— begin —

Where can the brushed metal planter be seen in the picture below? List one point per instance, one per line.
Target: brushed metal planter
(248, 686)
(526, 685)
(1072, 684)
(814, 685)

— end —

# To be done
Extract every line of the listing above and reproduce each one word for word, keeping the original order.

# The output
Where can the brushed metal planter be seen in the picture below? List one point per instance, one per line.
Target: brushed metal planter
(248, 686)
(526, 685)
(1072, 684)
(814, 685)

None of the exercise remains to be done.